━━ Text excerpt ━━

- US 67 highlighted in red

Route information
- Length: 1,560 mi^{[citation needed]} (2,510 km)
- Existed: 1926^{[citation needed]}–present

Major junctions
- South end: Fed. 16 at the Mexican Border in Presidio, TX
- I-10 / US 285 / US 385 near Fort Stockton, TX; I-35W at Alvarado, TX; I-20 / I-35E / US 77 in Dallas, TX; I-30 at various locations; I-40 in North Little Rock, AR; US 60 northwest of Poplar Bluff, MO; I-55 / US 61 at Festus, MO; I-44 in Kirkwood, MO; I-70 in St. Ann, MO; I-80 near LeClaire, IA;
- North end: US 52 / Iowa 64 at Sabula, IA

Location
- Country: United States
- States: Texas, Arkansas, Missouri, Illinois, Iowa

Highway system
- United States Numbered Highway System; List; Special; Divided;
| ← US 66 |  | → US 68 |

= U.S. Route 67 =

Highway in the United States

U.S. Route 67 is a major north-south U.S. highway which extends for 1,560 miles (2,511 km) in the Central United States. The southern terminus of the route is at the United States-Mexico border in Presidio, Texas, where it continues south as Mexican Federal Highway 16 upon crossing the Rio Grande. The northern terminus is at U.S. Route 52 in Sabula, Iowa. US 67 crosses the Mississippi River twice along its routing. The first crossing is at West Alton, Missouri, where US 67 uses the Clark Bridge to reach Alton, Illinois. About 240 mi to the north, US 67 crosses the river again at the Rock Island Centennial Bridge between Rock Island, Illinois, and Davenport, Iowa. Additionally, the route crosses the Missouri River via the Lewis Bridge a few miles southwest of the Clark Bridge.

━━━
━━ Supplied entries ━━

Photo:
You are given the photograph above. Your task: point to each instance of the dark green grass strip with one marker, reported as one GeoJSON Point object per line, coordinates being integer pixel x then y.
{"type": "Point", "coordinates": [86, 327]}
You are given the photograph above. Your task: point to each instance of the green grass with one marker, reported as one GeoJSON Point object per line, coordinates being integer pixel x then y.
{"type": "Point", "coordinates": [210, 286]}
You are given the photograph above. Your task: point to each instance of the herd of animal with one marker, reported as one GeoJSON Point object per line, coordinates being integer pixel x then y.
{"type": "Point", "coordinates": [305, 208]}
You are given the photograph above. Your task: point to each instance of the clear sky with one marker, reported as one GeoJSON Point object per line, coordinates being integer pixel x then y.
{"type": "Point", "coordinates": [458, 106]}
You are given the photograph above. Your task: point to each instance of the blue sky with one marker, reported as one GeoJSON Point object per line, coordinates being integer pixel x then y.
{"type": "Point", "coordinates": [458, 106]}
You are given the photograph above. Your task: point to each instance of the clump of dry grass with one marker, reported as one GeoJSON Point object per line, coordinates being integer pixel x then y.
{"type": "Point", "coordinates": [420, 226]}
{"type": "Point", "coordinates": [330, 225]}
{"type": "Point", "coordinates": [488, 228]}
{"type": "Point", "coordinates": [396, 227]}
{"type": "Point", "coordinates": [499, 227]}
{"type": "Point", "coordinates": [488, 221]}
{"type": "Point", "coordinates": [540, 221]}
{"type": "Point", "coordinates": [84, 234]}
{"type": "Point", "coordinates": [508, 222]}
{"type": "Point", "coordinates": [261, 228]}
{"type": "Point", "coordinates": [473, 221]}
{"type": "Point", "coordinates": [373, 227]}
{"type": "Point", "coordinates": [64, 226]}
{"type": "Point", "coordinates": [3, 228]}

━━━

## Required task 1:
According to the U.S. Route 67 article, which bridge carries the route across the Missouri River?
## Required task 2:
Quote the U.S. Route 67 article between "Highway in the" and "the Clark Bridge.", inclusive.
The entries are not required for these tasks.

## Correct response 1:
The Lewis Bridge

## Correct response 2:
Highway in the United States

U.S. Route 67 is a major north-south U.S. highway which extends for 1,560 miles (2,511 km) in the Central United States. The southern terminus of the route is at the United States-Mexico border in Presidio, Texas, where it continues south as Mexican Federal Highway 16 upon crossing the Rio Grande. The northern terminus is at U.S. Route 52 in Sabula, Iowa. US 67 crosses the Mississippi River twice along its routing. The first crossing is at West Alton, Missouri, where US 67 uses the Clark Bridge to reach Alton, Illinois. About 240 mi to the north, US 67 crosses the river again at the Rock Island Centennial Bridge between Rock Island, Illinois, and Davenport, Iowa. Additionally, the route crosses the Missouri River via the Lewis Bridge a few miles southwest of the Clark Bridge.